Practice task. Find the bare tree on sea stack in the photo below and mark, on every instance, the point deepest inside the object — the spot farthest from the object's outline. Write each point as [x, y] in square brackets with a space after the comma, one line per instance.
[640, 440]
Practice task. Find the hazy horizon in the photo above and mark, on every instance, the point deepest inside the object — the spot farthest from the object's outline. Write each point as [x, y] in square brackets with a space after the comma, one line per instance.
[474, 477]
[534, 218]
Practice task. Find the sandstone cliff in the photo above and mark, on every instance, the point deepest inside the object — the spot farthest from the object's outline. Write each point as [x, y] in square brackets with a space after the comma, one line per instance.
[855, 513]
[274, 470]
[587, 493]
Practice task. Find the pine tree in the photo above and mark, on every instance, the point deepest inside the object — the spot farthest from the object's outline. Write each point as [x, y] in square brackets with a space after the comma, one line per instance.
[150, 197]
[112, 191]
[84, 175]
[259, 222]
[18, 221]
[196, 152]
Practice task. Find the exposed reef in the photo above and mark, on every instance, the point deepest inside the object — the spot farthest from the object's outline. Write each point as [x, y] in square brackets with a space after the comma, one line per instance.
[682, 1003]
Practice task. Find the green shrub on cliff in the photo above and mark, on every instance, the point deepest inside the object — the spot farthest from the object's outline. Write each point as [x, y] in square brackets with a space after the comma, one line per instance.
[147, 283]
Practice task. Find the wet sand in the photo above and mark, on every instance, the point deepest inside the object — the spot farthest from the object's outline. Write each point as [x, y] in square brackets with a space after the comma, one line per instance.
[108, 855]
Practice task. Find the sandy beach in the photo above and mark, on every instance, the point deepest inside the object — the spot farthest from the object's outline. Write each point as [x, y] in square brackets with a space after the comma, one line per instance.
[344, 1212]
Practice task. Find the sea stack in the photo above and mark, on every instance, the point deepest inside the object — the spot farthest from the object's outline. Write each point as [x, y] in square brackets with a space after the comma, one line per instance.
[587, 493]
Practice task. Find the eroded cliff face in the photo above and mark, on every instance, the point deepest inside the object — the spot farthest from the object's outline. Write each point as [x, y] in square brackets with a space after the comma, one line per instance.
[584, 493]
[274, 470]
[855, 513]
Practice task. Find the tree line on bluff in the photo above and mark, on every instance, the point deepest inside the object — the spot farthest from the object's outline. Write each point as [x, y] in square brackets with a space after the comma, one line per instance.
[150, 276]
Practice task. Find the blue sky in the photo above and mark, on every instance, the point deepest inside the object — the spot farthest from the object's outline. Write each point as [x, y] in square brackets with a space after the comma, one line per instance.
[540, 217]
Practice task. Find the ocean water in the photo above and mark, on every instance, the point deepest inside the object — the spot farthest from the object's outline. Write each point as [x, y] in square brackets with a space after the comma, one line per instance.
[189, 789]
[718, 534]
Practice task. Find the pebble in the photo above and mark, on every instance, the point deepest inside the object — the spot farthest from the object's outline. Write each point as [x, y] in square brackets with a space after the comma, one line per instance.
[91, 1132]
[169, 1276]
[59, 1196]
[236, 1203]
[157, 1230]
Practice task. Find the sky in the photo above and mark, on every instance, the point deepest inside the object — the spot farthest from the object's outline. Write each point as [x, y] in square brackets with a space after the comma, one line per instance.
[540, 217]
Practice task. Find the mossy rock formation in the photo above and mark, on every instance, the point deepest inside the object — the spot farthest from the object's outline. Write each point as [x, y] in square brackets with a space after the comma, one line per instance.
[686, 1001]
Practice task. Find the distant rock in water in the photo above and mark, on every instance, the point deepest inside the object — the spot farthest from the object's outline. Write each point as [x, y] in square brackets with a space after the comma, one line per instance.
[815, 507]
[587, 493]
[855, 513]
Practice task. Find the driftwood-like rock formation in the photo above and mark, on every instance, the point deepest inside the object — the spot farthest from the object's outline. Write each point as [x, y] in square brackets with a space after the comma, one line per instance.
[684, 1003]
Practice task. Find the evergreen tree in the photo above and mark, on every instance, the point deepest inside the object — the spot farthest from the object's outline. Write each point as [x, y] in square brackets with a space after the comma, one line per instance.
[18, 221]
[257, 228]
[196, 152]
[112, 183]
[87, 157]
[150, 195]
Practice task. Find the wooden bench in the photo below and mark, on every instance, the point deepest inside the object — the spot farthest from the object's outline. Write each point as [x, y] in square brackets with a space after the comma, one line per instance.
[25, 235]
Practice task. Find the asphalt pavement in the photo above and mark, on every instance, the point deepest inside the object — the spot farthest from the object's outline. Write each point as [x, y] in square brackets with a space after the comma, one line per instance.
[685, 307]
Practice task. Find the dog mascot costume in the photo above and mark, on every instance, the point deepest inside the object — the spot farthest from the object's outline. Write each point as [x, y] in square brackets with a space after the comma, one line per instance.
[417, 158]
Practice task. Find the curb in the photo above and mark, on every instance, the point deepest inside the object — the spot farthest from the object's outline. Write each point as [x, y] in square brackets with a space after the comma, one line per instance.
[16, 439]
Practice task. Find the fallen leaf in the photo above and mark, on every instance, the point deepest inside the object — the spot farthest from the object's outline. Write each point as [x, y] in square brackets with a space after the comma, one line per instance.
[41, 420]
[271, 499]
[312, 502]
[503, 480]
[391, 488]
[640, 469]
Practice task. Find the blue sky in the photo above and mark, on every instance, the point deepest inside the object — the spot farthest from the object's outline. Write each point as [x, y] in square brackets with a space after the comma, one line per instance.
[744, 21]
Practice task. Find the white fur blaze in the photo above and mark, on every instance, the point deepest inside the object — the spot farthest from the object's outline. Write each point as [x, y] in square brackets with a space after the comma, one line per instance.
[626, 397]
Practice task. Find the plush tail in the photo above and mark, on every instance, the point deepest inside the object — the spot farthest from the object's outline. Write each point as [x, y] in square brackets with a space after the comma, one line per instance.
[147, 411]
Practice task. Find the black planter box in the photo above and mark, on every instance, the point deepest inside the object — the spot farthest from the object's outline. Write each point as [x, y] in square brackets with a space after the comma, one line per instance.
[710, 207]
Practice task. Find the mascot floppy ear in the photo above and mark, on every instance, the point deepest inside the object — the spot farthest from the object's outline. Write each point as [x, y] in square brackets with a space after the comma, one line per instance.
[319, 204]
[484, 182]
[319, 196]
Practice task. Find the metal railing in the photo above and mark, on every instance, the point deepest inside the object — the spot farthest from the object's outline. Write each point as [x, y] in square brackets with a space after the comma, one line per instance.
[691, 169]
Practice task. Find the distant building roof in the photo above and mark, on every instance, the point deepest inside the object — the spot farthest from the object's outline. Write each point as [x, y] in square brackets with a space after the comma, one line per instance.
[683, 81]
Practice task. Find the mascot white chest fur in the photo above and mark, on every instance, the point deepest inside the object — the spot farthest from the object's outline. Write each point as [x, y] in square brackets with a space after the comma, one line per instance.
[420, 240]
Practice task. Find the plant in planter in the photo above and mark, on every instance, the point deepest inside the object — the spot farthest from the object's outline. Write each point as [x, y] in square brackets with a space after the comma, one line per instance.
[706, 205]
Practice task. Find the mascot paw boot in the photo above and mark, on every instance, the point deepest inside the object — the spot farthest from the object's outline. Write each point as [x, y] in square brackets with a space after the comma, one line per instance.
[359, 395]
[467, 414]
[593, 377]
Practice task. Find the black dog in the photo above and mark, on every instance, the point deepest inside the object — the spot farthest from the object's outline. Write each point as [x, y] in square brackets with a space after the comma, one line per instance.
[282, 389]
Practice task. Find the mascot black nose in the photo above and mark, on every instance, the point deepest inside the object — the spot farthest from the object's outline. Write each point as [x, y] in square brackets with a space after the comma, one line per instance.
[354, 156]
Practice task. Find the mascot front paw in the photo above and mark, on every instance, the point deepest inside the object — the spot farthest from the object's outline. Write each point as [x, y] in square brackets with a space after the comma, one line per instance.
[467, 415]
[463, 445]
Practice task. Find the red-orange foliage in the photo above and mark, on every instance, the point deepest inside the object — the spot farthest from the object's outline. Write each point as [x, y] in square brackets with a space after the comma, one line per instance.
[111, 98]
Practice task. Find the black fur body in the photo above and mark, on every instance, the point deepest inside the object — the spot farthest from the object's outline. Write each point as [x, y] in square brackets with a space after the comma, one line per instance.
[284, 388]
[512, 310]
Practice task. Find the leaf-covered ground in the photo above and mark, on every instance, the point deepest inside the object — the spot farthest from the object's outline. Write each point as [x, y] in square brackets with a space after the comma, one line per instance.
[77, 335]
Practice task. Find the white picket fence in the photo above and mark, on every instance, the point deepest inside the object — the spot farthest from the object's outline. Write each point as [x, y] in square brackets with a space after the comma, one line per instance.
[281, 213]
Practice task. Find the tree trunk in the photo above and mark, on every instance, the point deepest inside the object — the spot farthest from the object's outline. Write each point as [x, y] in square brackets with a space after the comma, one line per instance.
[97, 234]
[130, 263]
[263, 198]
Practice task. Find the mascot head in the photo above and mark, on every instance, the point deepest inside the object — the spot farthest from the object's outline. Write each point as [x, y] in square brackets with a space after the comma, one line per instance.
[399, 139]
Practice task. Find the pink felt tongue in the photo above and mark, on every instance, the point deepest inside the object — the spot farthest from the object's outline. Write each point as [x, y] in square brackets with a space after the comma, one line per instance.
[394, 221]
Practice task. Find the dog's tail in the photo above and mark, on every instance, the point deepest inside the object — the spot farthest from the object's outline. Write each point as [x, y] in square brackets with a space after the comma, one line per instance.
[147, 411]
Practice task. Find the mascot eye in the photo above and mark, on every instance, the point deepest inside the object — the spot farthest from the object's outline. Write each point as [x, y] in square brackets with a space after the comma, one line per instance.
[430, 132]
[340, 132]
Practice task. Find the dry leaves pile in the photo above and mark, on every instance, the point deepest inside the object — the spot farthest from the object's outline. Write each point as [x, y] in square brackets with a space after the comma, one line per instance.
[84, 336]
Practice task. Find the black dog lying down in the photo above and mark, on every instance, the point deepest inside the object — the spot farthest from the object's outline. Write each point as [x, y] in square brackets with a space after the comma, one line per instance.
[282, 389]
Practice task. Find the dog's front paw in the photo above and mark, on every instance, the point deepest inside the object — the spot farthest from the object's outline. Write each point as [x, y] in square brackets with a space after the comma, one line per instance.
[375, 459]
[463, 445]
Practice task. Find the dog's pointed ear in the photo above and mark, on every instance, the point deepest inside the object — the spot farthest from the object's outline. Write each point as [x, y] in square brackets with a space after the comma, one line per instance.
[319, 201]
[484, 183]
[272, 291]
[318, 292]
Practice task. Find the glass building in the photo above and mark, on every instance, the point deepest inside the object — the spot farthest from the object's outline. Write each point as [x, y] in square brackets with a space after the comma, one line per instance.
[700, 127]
-*-*-
* **Activity**
An exact copy of the lines from the one with "Practice task. Find the dog's front" through the final line of the entries is the whole answer.

* **Expected output**
Practice task. Find the dog's front paw in the photo above and mark, on every instance, the point deepest inside the object — the spot farthest from the object's outline. Write each point as [x, y] in square brackets with a space after the comma, one line per instance.
[375, 459]
[463, 445]
Practice task. Find the dog's pointed ear in the photo above and mark, on every instance, the point deepest inside the object — the spot farthest from the object's outline. Write each point as [x, y] in square brackets with a space after the comma, one line per instance.
[319, 201]
[484, 183]
[272, 291]
[318, 292]
Practice task. Find the glass building in the photo above and mark, on every instance, the point deepest inside the object — the spot farthest from the object's outline. Write each point as [x, y] in square brackets with a space after the comma, one line per instance.
[700, 127]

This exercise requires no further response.